_WHAT YOU NEED TO DO_:
Every line of the material below must be repeated exactly.

_DATA TO PROCESS_:

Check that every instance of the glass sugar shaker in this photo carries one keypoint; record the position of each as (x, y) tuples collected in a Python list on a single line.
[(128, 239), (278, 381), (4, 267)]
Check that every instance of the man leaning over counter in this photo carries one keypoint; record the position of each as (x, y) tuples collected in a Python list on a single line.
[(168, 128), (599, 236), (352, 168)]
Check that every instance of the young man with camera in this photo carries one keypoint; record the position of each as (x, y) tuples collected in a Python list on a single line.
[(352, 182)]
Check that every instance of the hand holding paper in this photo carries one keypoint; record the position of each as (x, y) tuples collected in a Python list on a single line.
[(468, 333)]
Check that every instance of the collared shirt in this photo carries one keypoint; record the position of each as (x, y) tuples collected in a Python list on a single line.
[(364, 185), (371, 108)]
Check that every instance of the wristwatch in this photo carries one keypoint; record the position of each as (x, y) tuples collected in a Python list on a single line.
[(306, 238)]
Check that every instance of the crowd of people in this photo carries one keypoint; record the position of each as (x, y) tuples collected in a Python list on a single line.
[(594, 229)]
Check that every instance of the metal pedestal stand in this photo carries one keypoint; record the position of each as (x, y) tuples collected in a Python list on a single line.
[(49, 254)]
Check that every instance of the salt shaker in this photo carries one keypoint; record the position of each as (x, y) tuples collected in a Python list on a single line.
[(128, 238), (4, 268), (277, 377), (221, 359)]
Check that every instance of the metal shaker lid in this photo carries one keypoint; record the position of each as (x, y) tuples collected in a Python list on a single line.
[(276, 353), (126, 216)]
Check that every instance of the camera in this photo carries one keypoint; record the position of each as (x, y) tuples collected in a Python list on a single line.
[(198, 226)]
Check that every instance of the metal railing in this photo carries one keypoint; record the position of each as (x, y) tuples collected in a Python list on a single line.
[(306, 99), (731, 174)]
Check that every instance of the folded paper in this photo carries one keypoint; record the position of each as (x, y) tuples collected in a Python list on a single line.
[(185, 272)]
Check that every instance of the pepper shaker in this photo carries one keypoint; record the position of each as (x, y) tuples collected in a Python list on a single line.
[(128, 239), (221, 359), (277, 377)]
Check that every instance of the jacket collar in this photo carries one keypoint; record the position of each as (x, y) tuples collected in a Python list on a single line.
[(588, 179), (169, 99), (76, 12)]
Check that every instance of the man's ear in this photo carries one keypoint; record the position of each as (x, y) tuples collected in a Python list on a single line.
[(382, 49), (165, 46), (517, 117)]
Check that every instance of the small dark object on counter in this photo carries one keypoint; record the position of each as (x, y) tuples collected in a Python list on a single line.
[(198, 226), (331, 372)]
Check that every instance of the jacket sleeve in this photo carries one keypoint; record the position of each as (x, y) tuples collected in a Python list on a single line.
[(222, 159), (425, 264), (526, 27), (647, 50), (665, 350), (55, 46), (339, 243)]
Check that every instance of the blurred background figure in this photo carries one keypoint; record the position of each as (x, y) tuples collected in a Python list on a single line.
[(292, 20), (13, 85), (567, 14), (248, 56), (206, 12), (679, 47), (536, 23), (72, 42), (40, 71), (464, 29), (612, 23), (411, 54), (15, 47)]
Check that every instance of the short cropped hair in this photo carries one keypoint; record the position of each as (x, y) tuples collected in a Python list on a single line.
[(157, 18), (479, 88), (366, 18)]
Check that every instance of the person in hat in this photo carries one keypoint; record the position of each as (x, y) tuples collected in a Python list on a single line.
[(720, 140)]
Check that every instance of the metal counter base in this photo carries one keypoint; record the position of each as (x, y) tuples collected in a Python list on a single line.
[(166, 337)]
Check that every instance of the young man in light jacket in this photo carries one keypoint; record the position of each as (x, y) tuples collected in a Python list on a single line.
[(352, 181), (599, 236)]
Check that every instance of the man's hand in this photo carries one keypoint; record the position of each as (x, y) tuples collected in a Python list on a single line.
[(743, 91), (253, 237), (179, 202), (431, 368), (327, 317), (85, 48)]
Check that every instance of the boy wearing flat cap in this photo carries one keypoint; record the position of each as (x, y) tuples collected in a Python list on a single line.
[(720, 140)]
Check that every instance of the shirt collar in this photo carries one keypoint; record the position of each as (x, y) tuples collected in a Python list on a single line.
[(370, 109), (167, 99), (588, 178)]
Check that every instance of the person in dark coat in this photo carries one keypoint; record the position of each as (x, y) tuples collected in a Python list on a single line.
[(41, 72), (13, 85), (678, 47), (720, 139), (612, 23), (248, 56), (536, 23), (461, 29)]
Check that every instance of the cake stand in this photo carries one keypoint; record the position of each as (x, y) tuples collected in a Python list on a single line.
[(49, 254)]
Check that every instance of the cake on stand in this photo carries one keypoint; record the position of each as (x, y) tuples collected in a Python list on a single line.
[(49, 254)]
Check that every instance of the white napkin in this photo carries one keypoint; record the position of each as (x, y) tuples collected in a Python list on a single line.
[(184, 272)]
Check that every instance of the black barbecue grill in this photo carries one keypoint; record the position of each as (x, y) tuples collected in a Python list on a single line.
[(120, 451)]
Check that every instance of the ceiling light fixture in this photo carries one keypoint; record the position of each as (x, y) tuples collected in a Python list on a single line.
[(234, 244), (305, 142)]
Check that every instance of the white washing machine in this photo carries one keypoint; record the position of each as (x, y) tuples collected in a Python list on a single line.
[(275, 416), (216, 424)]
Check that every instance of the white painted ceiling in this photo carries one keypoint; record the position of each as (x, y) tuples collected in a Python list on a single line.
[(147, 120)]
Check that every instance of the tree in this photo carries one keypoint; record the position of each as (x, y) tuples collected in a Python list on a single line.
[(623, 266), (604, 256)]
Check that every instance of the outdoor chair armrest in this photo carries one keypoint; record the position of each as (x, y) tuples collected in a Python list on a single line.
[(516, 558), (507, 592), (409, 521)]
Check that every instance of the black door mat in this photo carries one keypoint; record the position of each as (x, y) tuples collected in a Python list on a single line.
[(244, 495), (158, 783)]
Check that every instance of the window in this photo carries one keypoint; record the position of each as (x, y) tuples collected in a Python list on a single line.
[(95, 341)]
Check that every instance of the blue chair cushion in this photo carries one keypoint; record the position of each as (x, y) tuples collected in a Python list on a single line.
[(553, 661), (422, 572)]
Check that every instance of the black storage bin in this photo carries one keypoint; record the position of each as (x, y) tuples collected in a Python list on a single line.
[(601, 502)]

_WRITTEN SOLUTION_:
Check that every instance of the glass sugar shaker in this photo carries one keypoint; record the position of each as (x, y) tuples collected in a Python list on a single line.
[(128, 239), (278, 381), (4, 267)]
Check that every instance of the man leaning over counter in this photo carries one keypoint; record the position of each as (x, y) tuples collected in a Python list on a single line.
[(168, 128), (599, 236), (352, 168)]
Check that every instance of the young man with camera in this photo carries one keypoint; record the position of each as (x, y) tuples collected in a Python list on a single line.
[(352, 182)]
Check that every instance of the hand holding paper in this photo carries one keypoint; record the position of each as (x, y) tuples collected in a Python list on a single line.
[(468, 333)]
Check that every instance of the collared shirt in this photo carries one keypoint; record the position of each as (x, y) tuples collected in a Python list on a single line.
[(364, 185), (371, 108)]
Check that every instance of the wristwatch in this photo carries one keypoint; record the position of each as (x, y) tuples collected in a Python list on a single line.
[(306, 238)]
Check that every instance of the crowd of people in this photo carries one keypoint; record the position of each as (x, y) tuples collected in a Python list on a single line.
[(594, 229)]
Check that every instance of the metal pedestal stand in this photo carries one keypoint; record the position of each as (x, y) tuples collected in a Python list on a single line.
[(49, 254)]
Check that every instance of the salt shaker in this photo carries one keypoint; record the position of each as (x, y) tuples collected in a Python list on a single line.
[(128, 238), (4, 268), (277, 377), (221, 359)]
Check that every instance of the metal shaker lid in this photo carries one keypoint; record the position of each as (x, y) tuples collected in a Python list on a single line.
[(276, 353), (126, 216)]
Check that every instance of the camera in this photo carries one keypoint; record the position of each as (x, y) tuples collected in a Python list on a single line.
[(198, 226)]
Check that every instance of the metal railing in this photo carries one keypoint; record the position of each as (x, y) tuples collected in a Python list on a single line.
[(306, 99), (731, 174)]
Check that every instance of the folded paper in this photo carries one keypoint; record the position of each as (x, y) tuples collected in a Python list on a single line.
[(185, 272)]
Check that every instance of the pepper shaker in this photo carries one keypoint; record the position of each as (x, y) tuples collected in a Python list on a single line.
[(128, 239), (221, 359), (277, 377)]
Check that every instance of the jacket collar in this photo carries one keypoint; record the position of each as (x, y) tuples collected in a Python list on a single line.
[(588, 179), (169, 99), (76, 12)]
Check that every instance of the man's ear in this photo carries one keypoint; record the position of each as (x, y) tuples collected in a Python list on a single line.
[(382, 49), (165, 46), (517, 117)]
Check that every instance of the small dark object on counter in this photo carries one keypoint; record the position of each as (x, y) tuples collected in a Python list on a single line.
[(198, 226), (331, 372)]
Check that every instance of the jacket sleeve in this photo carries one keypoint; record the position of each as (x, y) tuples collected in a Python list on a single line.
[(222, 159), (425, 264), (526, 27), (647, 50), (665, 350), (55, 46), (339, 243)]
Check that every instance of the blurred background figure in this photo carries one keypoint; record the position of each as (x, y) tuples collected in a Python list on a single line.
[(292, 20), (13, 85), (567, 14), (248, 56), (206, 12), (679, 47), (536, 23), (72, 42), (40, 71), (464, 29), (612, 23), (411, 54), (15, 47)]
Check that every instance of the short cropped hair in this photo carries one keypoint; record the position of each as (x, y) tuples collected in a Python list on a single line.
[(157, 18), (479, 88), (366, 18)]
Check that every instance of the person in hat in this photo carries one keypoint; record the position of each as (x, y) tuples collected in a Python list on a single line.
[(720, 140)]
Check that every instance of the metal counter base in this photo carries one keypoint; record the position of each as (x, y) tuples collected in a Python list on a single line.
[(166, 337)]
Check that every instance of the young man in light jacket in this photo carries one keypoint; record the position of each as (x, y) tuples collected in a Python list on a single line.
[(352, 181), (599, 236)]
Check that every instance of the man's hand in this photo carries one keypoint; record the position of each as (x, y) tuples collected in a Python list on a single line.
[(743, 91), (253, 237), (179, 202), (431, 368), (327, 317), (85, 48)]
Check that every instance of the boy wearing flat cap in this photo carries one keypoint; record the position of each as (x, y) tuples collected in a Python list on a single line.
[(720, 140)]
Check that every instance of the shirt collar in this photo carries one keypoint; record the position of each as (x, y) tuples collected in a Python list on a single line.
[(370, 109), (167, 99), (588, 178)]
Check that every instance of the person in dark coat in this photo carries one keypoint; record the position of each as (x, y) tuples collected in a Python list on a single line.
[(41, 72), (13, 85), (678, 47), (720, 139), (612, 23), (248, 56), (536, 23), (461, 29)]
Check that every instance of the cake stand in this photo carries one keypoint; record the position of each as (x, y) tuples collected in a Python list on a single line.
[(49, 254)]
Check that every instance of the cake on stand in this photo carries one keypoint; record the position of each as (x, y) tuples collected in a Python list on a single line.
[(49, 254)]
Check that every instance of the white napkin in this photo carries one keypoint; record the position of each as (x, y) tuples collected in a Python list on a single line.
[(184, 272)]
Check that every instance of the black barbecue grill in this photo carries one keypoint; record the position of each as (x, y) tuples collected in a Python list on a single line.
[(120, 451)]
Check that every instance of the ceiling light fixture in this photo carries one keypoint; record the position of each as (x, y) tuples collected in a Python list on a single line.
[(234, 244), (305, 142)]
Check that every instance of the white washing machine in this photo carries one keypoint; record the position of each as (x, y) tuples collected in a Python list on a single line.
[(275, 416), (216, 424)]
Check that every instance of the white painted ceiling in this photo carries one keypoint; record the position of each as (x, y) tuples collected in a Python list on a single line.
[(147, 120)]
Check that every instance of the tree in this photo carries one keypoint; record the position of each as (x, y) tuples collected in a Python list on a single line.
[(623, 266), (604, 256)]
Check that every instance of the outdoor chair armrest in this photo carries one keypoint; record the position of each as (x, y) tuples collected in a Python list on a single line.
[(516, 558), (507, 592), (409, 521)]
Check that every instance of the black door mat in this photo carries one keypoint; record the position of each as (x, y) tuples collected in a Python list on a single line.
[(244, 495), (158, 783)]
Check that every instance of the window in this photo carries one keypoint; record the position of each as (x, y) tuples collected in a Python list on a single line.
[(95, 341)]
Check that every instance of the blue chair cushion in this photo carries one keypoint; record the position of each as (x, y) tuples collected in a Python list on a single line.
[(553, 661), (422, 572)]
Check that every instance of the black storage bin in this photo carries one keypoint; record the position of each as (x, y) tuples collected in a Python list on a single line.
[(601, 502)]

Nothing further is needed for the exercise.